Extract ▸

......

Vasool ( Money Recovery) is a 2008 Tamil language action drama film directed, produced and written by V. Rishiraj. The film stars newcomer Hemanth Kumar, Kiran Rathod and V. Rishiraj, with Besant Ravi, Mahanadi Shankar, Alex, Pallavi, Ashwatha, Fathima Babu, Lavanya, and K. R. Vatsala playing supporting roles. The film had musical score by Vijay Shankar and was released on 12 September 2008. The film was also dubbed into Telugu as Vasool Rani and was released on 12 March 2010 by Lakshmi Balaji Cinema Productions.

Plot
Jeeva (Hemanth Kumar) is an auditor who handles the finances of the popular cinema actress Kiran (Kiran Rathod). He is madly in love with her. Jeeva's best friend Jinda (V. Rishiraj) is the most notorious gangster of Chennai. On one hand, he is a cold-blooded and dangerous person for his enemies, and on the other hand, he is a kindhearted person for his family and friends. He is married and has a kid. When Jeeva had to leave his village after an argument with his father, Jinda hosted his friend in his home and helped Jeeva financially. Jeeva became an auditor and started to work for the popular actress Kiran. They got close and eventually fell in love with each other. Kiran wants him to keep their love a secret because of her celebrity status. Thereafter, Jinda is shocked to discover his friend being in love with Kiran. He advises Jeeva to forget Kiran, but Jeeva refuses to listen to his friend. Jinda then reveals that he had enjoyed Kiran's sexual favours on several occasions. Jeeva is shocked at the news, so he compels Kiran to explain about his friend's accusation. Finally, Kiran admits that she had several casting couch experiences with producers and had to sleep with influential bigwigs like Jinda for her own benefit. During the initial stages of her acting career, she struggled a lot to shake off key roles, therefore to attain a top position in the industry, she made some compromises on the personal front. Kiran then confesses that she does not believe in love and that money is the most important thing in life for her. Unable to bear this bitter truth, Jeeva, who was sincerely in love with Kiran, drowns his sorrow in liquor. Being duped for too long by the greedy and opportunist Kiran, Jeeva decides to abduct her. Jinda tracks down Jeeva, and he stops Jeeva killing Kiran. Jinda tells Kiran that she is immoral and a disgrace to humanity, then he chokes her to death right in front of Jeeva.

......

Point labeling data from photos
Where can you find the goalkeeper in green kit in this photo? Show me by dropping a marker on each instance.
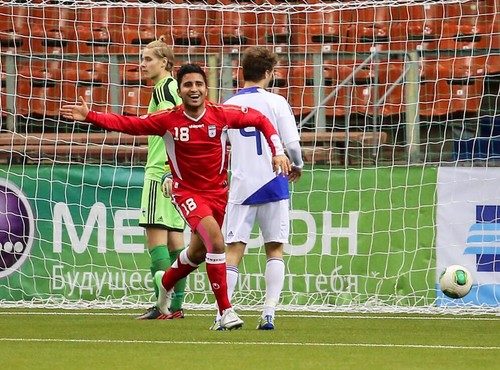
(163, 224)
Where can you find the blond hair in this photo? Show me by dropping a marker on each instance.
(162, 50)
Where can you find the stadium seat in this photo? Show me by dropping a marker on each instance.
(422, 24)
(140, 27)
(367, 28)
(50, 30)
(466, 96)
(493, 65)
(135, 92)
(277, 30)
(3, 95)
(316, 31)
(301, 88)
(39, 89)
(388, 75)
(94, 28)
(281, 79)
(434, 98)
(189, 26)
(231, 30)
(334, 74)
(89, 80)
(13, 25)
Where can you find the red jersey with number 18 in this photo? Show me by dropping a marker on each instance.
(196, 148)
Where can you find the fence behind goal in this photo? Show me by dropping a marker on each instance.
(397, 104)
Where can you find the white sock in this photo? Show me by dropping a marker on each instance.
(275, 278)
(232, 279)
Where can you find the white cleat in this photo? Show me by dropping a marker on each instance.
(163, 302)
(230, 320)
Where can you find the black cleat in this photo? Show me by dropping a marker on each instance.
(152, 313)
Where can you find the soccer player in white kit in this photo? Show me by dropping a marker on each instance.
(256, 194)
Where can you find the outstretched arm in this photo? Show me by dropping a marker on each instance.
(146, 125)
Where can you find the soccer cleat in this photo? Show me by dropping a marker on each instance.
(163, 302)
(172, 315)
(152, 313)
(230, 320)
(216, 326)
(266, 323)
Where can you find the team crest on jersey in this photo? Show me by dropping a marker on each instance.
(212, 130)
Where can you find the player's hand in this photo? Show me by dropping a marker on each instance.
(166, 187)
(281, 164)
(77, 112)
(294, 174)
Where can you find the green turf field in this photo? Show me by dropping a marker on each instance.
(47, 339)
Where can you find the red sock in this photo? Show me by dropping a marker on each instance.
(216, 271)
(181, 268)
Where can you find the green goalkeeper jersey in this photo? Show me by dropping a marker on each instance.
(164, 97)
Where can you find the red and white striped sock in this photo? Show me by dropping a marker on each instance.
(181, 268)
(216, 271)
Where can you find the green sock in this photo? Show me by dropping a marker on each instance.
(160, 261)
(178, 296)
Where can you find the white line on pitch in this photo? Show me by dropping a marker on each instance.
(282, 314)
(310, 344)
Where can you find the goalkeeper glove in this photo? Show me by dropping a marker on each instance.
(166, 185)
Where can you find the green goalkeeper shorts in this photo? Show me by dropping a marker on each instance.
(158, 211)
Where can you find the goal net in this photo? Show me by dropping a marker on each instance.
(397, 105)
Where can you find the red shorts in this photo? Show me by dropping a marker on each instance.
(195, 206)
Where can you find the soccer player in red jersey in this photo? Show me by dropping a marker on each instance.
(196, 139)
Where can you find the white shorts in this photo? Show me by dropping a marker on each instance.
(273, 219)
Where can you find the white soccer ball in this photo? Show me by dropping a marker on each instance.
(455, 281)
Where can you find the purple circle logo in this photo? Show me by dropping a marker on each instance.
(16, 228)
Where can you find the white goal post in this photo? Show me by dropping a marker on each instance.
(397, 104)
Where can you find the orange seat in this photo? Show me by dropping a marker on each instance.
(492, 65)
(368, 28)
(89, 80)
(464, 37)
(94, 29)
(434, 98)
(388, 75)
(3, 94)
(50, 30)
(466, 96)
(232, 30)
(301, 88)
(136, 94)
(189, 28)
(422, 24)
(277, 30)
(140, 27)
(315, 31)
(13, 25)
(39, 89)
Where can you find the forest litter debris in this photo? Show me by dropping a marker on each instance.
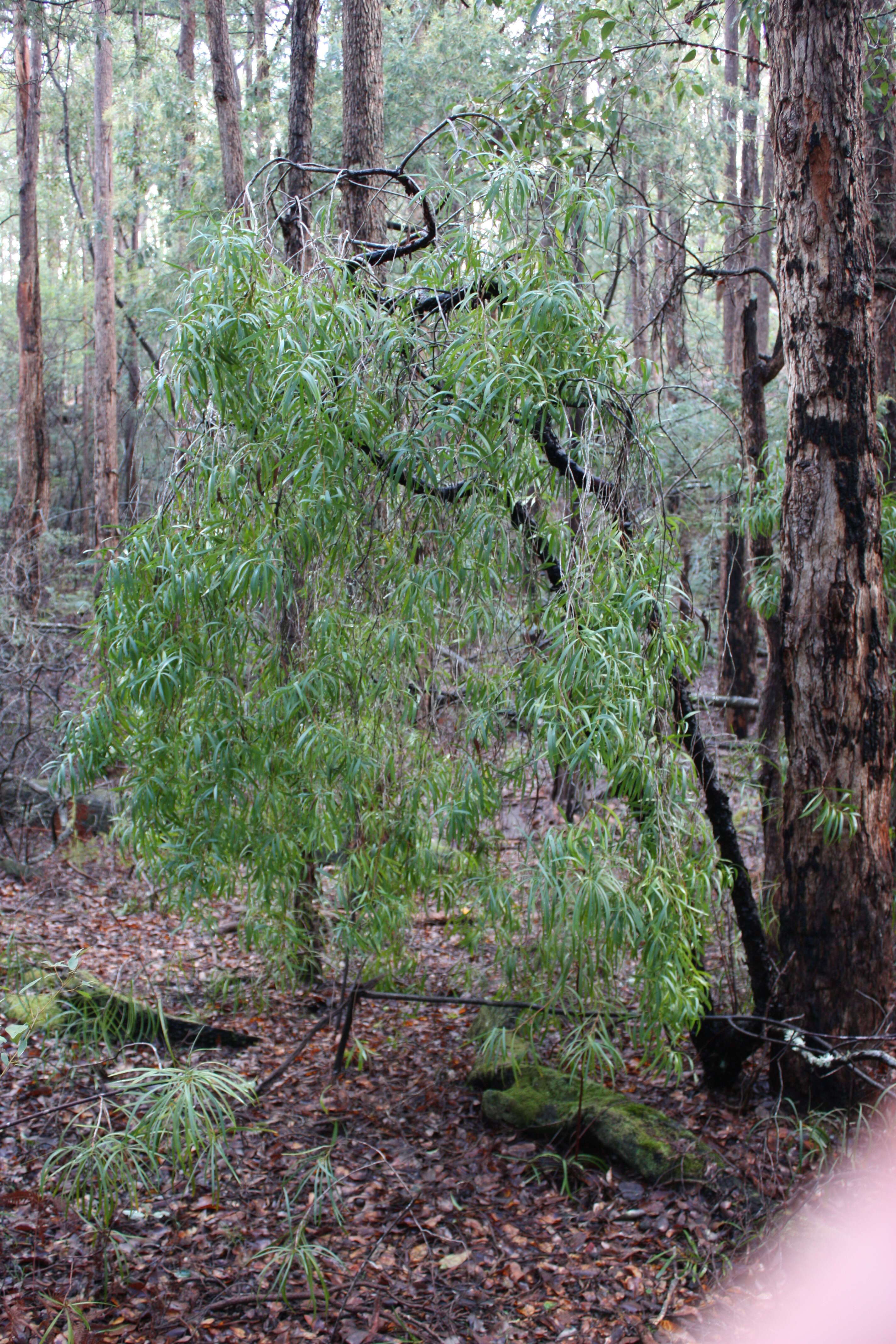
(441, 1226)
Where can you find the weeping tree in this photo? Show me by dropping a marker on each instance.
(366, 609)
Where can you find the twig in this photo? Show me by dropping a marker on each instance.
(661, 1318)
(266, 1084)
(369, 1258)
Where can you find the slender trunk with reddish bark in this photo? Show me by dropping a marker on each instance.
(187, 68)
(836, 901)
(262, 80)
(31, 506)
(363, 134)
(640, 279)
(755, 429)
(766, 225)
(226, 92)
(882, 166)
(676, 342)
(131, 420)
(87, 405)
(738, 627)
(105, 412)
(303, 69)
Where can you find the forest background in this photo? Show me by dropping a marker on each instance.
(404, 411)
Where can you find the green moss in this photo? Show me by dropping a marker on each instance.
(506, 1051)
(546, 1104)
(78, 1005)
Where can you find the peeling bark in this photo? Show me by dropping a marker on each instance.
(187, 68)
(836, 902)
(363, 134)
(730, 130)
(31, 505)
(226, 92)
(303, 68)
(753, 400)
(738, 634)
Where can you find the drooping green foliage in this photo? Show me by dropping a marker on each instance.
(346, 630)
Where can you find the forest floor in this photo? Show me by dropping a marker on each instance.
(441, 1228)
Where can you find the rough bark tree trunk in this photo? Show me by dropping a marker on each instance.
(737, 630)
(676, 342)
(730, 127)
(738, 627)
(753, 400)
(836, 902)
(262, 80)
(105, 472)
(226, 92)
(882, 166)
(766, 225)
(131, 420)
(187, 68)
(31, 505)
(363, 134)
(303, 69)
(640, 279)
(87, 404)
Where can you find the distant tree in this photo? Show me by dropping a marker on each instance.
(31, 505)
(105, 409)
(303, 68)
(187, 68)
(226, 91)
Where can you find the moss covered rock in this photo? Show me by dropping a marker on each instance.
(78, 1005)
(506, 1050)
(545, 1104)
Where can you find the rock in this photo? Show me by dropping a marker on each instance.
(74, 1003)
(29, 803)
(95, 815)
(506, 1053)
(545, 1104)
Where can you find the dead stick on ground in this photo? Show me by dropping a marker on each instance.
(266, 1084)
(661, 1318)
(370, 1257)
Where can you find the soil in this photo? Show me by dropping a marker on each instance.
(436, 1226)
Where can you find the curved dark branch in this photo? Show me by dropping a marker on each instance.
(725, 1045)
(448, 494)
(585, 482)
(381, 256)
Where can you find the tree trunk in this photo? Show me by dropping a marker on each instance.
(363, 135)
(766, 225)
(883, 193)
(738, 631)
(87, 406)
(676, 343)
(262, 80)
(836, 901)
(105, 472)
(303, 69)
(187, 68)
(753, 400)
(226, 92)
(31, 506)
(640, 279)
(730, 124)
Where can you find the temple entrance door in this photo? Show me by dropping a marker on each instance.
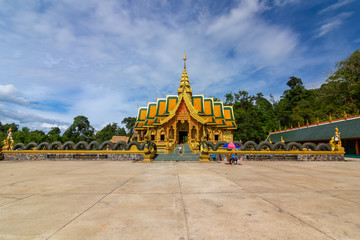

......

What needs to be done ▸ Reproduce word for word the part of the Vasool film text above from "Vasool ( Money" to "Balaji Cinema Productions.".

Correct output ▸
Vasool ( Money Recovery) is a 2008 Tamil language action drama film directed, produced and written by V. Rishiraj. The film stars newcomer Hemanth Kumar, Kiran Rathod and V. Rishiraj, with Besant Ravi, Mahanadi Shankar, Alex, Pallavi, Ashwatha, Fathima Babu, Lavanya, and K. R. Vatsala playing supporting roles. The film had musical score by Vijay Shankar and was released on 12 September 2008. The film was also dubbed into Telugu as Vasool Rani and was released on 12 March 2010 by Lakshmi Balaji Cinema Productions.